Saturday, February 16, 2008

Light-Hearted Look at the Hazards of Being a Writer

Light-hearted? There is nothing light-hearted about the hazards of being a writer. Every day, I hear voices in my head and feel compelled to talk back.

“No you don’t.”

What? Dag-nabbit, there goes another one. She’s a protagonist, I think…I’ve been trying to delete her.

“Don’t even try, bucko.”

So yes, it’s a serious condition, this mental deterioration which results from writing. The longer you work with the words, the more they begin to seep through you subconscious mind and take over the rest of your life. You begin to think of freedom of speech as a right and you try to enforce it, but then you have characters who begin to say terrible, horrible, unpublishable things.

“What, you think I’ll be like Jane Fonda? She only said the c-word. And it was only national television.”

Dagny, stop it – I don’t need to get banned from Helium because of you.

“What, you’re afraid of a fictional character?”

I’m not afraid of you, just afraid of what you’ll make me write.

“Well fudge,” Dagny mutters, planting hands on hips, glancing down at the polished handle of her plasma disintegrator, “how in the gosh-darned heck am I going to express myself? What, you call yourself a writer? More like a two-bit cyber-punk wannabe trying to drive traffic to some cheap-skate website.”

Like I said, it’s dangerous being a writer. Just when you think you’re safe, your fingers start typing out the n-word and the f-word and then all kinds of social norms get shattered in the name of literature. Before you know it, the Catholic Church is pounding at your front door while Homeland Security goons drag you out the back.

“Oh, you wish,” Dagny adds. “That only happens when you’re popular. I don’t think you have enough friends for that.”

Great. There it is, the greatest hazard of all, true death to the writer – self esteem so low that his own imagination fails to believe in him.

Dagny rolls her eyes. She would tap her foot on the ground, but I’ve been taught to never write in clich├ęs.

“Oh, it’s not that I don’t believe in you,” Dagny says. “It’s just that we’re tired of your whining.”

We? Who’s we?

“We, us, the rest of the voices. What, you thought it was just me down here?”

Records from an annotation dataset

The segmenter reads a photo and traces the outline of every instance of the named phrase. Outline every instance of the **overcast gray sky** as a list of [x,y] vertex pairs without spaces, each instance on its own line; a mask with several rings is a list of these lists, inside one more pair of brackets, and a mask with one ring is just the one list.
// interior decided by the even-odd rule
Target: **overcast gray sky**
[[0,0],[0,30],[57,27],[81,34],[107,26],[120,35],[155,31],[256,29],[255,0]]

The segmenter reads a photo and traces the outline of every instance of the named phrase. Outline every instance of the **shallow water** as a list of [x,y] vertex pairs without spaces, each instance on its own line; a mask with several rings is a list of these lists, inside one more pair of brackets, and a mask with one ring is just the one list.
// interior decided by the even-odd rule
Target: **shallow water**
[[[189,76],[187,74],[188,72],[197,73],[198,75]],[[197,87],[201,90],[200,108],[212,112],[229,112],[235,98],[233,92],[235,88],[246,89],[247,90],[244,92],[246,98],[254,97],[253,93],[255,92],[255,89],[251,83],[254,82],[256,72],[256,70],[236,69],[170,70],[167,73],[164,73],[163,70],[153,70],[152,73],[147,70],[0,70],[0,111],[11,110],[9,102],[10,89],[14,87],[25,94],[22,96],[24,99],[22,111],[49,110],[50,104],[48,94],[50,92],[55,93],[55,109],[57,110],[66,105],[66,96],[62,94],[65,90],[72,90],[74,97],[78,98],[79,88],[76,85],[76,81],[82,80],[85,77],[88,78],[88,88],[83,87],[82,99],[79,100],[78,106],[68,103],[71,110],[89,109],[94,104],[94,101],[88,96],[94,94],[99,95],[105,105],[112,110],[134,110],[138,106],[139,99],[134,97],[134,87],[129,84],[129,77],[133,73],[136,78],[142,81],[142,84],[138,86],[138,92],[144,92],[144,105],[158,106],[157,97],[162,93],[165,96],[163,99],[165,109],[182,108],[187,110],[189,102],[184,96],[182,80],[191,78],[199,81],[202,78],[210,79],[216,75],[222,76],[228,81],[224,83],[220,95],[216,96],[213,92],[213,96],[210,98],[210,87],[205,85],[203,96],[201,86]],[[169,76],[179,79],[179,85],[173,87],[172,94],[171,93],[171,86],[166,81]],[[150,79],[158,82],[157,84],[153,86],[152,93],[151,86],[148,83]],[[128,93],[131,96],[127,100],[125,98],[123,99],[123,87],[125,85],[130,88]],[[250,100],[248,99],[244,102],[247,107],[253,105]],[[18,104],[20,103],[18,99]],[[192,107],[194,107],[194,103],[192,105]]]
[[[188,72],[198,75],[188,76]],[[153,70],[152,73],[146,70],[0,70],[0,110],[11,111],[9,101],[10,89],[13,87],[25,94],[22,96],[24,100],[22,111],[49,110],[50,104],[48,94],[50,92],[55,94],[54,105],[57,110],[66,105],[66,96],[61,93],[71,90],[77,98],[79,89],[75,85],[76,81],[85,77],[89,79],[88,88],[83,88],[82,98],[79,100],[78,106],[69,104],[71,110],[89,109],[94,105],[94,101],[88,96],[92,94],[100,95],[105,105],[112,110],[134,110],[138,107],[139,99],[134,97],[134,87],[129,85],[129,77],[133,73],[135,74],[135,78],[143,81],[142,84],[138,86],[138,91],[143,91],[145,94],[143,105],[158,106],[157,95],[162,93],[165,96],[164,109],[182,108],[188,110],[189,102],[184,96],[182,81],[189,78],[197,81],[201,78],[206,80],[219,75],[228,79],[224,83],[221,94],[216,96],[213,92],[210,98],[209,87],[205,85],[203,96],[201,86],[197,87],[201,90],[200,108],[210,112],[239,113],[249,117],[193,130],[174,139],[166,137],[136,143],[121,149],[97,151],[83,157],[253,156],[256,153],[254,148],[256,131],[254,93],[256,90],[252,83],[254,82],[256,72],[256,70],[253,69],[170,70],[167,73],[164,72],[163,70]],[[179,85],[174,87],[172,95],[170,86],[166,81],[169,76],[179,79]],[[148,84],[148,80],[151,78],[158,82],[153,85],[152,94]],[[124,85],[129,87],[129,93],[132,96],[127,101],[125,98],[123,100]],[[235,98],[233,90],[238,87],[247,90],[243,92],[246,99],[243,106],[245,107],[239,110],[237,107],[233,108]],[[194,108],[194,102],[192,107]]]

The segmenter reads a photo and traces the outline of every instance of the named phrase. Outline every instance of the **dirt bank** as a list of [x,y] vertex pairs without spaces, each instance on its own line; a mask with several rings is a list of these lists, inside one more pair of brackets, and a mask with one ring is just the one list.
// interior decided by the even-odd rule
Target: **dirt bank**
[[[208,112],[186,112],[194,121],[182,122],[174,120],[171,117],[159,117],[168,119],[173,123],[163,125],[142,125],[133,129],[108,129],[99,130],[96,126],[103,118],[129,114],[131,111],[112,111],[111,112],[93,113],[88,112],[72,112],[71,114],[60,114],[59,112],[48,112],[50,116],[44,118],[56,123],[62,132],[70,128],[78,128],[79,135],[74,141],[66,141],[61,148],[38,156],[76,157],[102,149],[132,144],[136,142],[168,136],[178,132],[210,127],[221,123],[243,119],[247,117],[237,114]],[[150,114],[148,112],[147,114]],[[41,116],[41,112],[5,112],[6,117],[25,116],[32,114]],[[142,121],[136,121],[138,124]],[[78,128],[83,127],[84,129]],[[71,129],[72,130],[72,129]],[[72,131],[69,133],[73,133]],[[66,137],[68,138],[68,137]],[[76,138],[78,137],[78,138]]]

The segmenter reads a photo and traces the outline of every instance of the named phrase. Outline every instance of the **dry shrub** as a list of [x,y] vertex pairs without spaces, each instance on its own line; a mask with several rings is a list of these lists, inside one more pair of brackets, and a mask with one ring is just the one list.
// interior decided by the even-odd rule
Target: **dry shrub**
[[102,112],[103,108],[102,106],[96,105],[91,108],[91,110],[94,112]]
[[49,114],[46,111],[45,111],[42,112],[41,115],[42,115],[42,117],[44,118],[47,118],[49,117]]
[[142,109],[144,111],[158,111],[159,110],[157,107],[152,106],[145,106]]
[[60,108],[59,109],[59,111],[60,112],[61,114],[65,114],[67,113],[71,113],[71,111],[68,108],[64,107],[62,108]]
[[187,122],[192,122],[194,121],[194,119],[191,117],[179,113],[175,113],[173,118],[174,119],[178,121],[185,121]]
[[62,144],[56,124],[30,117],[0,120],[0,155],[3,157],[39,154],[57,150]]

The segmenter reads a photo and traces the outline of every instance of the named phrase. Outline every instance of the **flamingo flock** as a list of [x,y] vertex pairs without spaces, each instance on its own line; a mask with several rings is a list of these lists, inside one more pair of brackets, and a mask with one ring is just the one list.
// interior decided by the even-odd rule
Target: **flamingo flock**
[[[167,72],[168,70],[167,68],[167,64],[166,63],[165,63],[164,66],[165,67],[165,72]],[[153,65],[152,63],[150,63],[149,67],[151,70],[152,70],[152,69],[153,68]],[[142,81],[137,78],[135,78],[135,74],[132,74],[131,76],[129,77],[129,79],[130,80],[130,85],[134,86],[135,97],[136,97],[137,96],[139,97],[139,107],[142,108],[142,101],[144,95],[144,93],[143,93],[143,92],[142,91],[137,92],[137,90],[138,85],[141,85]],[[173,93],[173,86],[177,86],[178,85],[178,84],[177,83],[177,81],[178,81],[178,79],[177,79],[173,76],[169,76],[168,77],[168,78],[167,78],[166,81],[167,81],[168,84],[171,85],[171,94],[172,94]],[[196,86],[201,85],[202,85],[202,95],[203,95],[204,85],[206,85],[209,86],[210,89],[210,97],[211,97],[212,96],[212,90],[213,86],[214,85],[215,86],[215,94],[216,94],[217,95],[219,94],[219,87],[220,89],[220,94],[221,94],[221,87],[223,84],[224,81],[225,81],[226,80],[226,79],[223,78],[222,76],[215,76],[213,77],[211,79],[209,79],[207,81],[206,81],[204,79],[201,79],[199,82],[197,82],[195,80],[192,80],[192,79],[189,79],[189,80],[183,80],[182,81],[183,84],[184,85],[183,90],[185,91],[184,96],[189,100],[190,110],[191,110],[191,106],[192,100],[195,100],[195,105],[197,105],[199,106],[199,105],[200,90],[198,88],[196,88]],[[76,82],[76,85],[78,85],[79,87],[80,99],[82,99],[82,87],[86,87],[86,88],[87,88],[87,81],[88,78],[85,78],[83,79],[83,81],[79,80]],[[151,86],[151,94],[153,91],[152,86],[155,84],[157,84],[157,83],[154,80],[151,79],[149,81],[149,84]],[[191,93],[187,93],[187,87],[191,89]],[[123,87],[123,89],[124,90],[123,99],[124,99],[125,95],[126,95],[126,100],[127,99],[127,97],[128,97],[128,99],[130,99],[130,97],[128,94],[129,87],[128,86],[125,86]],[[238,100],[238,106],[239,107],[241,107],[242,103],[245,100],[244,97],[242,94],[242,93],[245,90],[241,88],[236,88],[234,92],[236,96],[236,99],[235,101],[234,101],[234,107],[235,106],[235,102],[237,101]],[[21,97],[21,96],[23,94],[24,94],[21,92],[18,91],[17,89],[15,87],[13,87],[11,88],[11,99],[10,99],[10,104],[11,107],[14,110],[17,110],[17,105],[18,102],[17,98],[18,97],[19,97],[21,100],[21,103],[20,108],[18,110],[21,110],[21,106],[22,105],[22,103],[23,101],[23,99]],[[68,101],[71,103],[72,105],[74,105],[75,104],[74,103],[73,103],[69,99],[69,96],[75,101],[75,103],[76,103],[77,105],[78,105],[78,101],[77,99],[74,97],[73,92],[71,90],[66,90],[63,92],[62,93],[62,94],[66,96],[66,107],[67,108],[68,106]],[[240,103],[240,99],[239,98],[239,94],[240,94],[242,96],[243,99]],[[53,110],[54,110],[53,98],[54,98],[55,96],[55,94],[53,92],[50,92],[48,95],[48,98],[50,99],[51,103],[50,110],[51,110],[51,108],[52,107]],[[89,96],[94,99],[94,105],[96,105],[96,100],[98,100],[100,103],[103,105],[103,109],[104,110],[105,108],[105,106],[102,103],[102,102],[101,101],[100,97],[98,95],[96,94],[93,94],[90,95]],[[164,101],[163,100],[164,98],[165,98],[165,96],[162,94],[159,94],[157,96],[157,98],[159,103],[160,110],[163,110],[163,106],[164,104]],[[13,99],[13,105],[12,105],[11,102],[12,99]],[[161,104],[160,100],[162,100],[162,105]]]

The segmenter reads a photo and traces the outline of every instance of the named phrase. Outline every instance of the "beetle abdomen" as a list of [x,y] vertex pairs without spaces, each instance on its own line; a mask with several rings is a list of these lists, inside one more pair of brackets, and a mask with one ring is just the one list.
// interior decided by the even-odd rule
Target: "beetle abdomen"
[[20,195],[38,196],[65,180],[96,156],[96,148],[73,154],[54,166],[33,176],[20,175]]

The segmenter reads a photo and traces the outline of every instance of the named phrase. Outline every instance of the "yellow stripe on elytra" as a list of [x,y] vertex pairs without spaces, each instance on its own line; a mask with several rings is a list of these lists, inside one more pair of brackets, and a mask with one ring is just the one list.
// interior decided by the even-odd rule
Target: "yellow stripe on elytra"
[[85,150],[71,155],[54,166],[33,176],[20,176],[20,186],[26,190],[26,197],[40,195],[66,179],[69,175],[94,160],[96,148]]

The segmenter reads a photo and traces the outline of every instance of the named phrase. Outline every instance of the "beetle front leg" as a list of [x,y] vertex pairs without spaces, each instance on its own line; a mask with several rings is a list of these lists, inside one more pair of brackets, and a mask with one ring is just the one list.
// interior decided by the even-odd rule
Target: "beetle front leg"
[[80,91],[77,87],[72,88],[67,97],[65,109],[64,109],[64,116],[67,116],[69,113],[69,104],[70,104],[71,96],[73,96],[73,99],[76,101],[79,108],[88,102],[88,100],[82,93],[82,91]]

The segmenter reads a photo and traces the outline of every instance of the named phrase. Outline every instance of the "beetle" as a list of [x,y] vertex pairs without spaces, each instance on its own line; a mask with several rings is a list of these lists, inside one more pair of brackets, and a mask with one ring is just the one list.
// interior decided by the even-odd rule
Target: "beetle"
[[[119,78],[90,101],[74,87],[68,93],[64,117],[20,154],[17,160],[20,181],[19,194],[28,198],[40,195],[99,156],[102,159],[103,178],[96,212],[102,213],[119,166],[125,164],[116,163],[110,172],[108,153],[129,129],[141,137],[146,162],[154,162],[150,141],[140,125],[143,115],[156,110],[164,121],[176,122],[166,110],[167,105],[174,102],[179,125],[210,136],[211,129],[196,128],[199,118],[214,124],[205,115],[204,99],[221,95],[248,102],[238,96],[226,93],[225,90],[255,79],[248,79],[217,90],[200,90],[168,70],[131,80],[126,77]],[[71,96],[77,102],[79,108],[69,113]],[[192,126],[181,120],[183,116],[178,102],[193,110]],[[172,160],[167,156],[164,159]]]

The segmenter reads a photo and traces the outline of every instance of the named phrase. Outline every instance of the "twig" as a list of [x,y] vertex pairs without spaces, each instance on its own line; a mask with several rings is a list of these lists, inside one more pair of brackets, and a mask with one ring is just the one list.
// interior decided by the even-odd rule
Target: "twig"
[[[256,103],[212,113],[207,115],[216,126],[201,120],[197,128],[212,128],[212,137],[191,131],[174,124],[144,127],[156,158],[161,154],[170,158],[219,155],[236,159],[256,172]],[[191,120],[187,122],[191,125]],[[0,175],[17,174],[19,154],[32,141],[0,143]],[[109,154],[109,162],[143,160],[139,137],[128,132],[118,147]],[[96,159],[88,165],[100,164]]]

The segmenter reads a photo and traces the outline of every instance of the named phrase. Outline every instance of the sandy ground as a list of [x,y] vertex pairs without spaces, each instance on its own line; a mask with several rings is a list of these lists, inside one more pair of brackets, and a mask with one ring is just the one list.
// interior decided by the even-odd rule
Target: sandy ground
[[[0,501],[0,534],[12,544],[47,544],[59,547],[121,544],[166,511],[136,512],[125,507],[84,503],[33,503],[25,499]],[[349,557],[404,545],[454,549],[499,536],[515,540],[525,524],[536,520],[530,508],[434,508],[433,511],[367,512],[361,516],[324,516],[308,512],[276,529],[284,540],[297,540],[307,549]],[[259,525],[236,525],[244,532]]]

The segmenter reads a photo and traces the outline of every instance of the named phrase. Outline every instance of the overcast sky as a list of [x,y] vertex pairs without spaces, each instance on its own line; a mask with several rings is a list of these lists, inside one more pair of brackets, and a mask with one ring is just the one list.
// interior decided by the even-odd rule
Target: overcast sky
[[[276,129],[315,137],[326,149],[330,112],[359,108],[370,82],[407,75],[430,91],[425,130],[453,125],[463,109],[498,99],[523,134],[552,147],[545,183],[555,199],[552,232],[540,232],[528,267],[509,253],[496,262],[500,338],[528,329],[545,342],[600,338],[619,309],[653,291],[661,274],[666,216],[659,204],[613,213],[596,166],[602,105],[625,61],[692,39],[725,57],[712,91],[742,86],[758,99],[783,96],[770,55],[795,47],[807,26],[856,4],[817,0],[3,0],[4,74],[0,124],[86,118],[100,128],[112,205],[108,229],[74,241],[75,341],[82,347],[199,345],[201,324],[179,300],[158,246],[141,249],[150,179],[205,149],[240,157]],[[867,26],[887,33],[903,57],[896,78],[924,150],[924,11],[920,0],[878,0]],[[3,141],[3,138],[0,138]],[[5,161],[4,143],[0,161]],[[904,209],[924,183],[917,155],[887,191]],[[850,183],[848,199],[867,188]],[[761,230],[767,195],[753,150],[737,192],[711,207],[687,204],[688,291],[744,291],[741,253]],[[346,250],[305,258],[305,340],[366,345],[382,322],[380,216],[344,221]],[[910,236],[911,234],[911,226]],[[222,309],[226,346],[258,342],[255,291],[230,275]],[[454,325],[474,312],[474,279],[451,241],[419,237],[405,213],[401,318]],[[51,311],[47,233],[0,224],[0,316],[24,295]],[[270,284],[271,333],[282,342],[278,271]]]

■ TASKS TO PERFORM:
1/ In the blog post, what does Dagny glance down at when she mutters "Well fudge"?
2/ Translate this sentence from the blog post into Spanish: "Like I said, it’s dangerous being a writer."
3/ Print a word-for-word copy of the blog post, beginning at the words "Light-hearted? There is" and stopping after "horrible, unpublishable things.".

■ RESPONSES IN ORDER:
1/ The polished handle of her plasma disintegrator.

2/ Como dije, es peligroso ser escritor.

3/
Light-hearted? There is nothing light-hearted about the hazards of being a writer. Every day, I hear voices in my head and feel compelled to talk back.

“No you don’t.”

What? Dag-nabbit, there goes another one. She’s a protagonist, I think…I’ve been trying to delete her.

“Don’t even try, bucko.”

So yes, it’s a serious condition, this mental deterioration which results from writing. The longer you work with the words, the more they begin to seep through you subconscious mind and take over the rest of your life. You begin to think of freedom of speech as a right and you try to enforce it, but then you have characters who begin to say terrible, horrible, unpublishable things.